- Aim of the exercise
Your task is to repeat the entries exactly. Leave the pictures out.

- Position annotation records
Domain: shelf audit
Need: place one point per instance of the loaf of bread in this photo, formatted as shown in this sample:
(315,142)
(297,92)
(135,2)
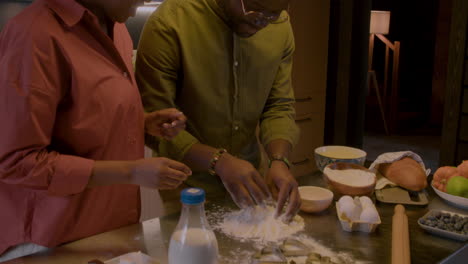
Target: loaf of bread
(406,173)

- Solution to this problem
Domain: shelf audit
Need: place one point per instance of the loaf of bread in this photo, formatted as shown in this sample:
(315,142)
(297,92)
(135,2)
Target: loaf of bread
(406,173)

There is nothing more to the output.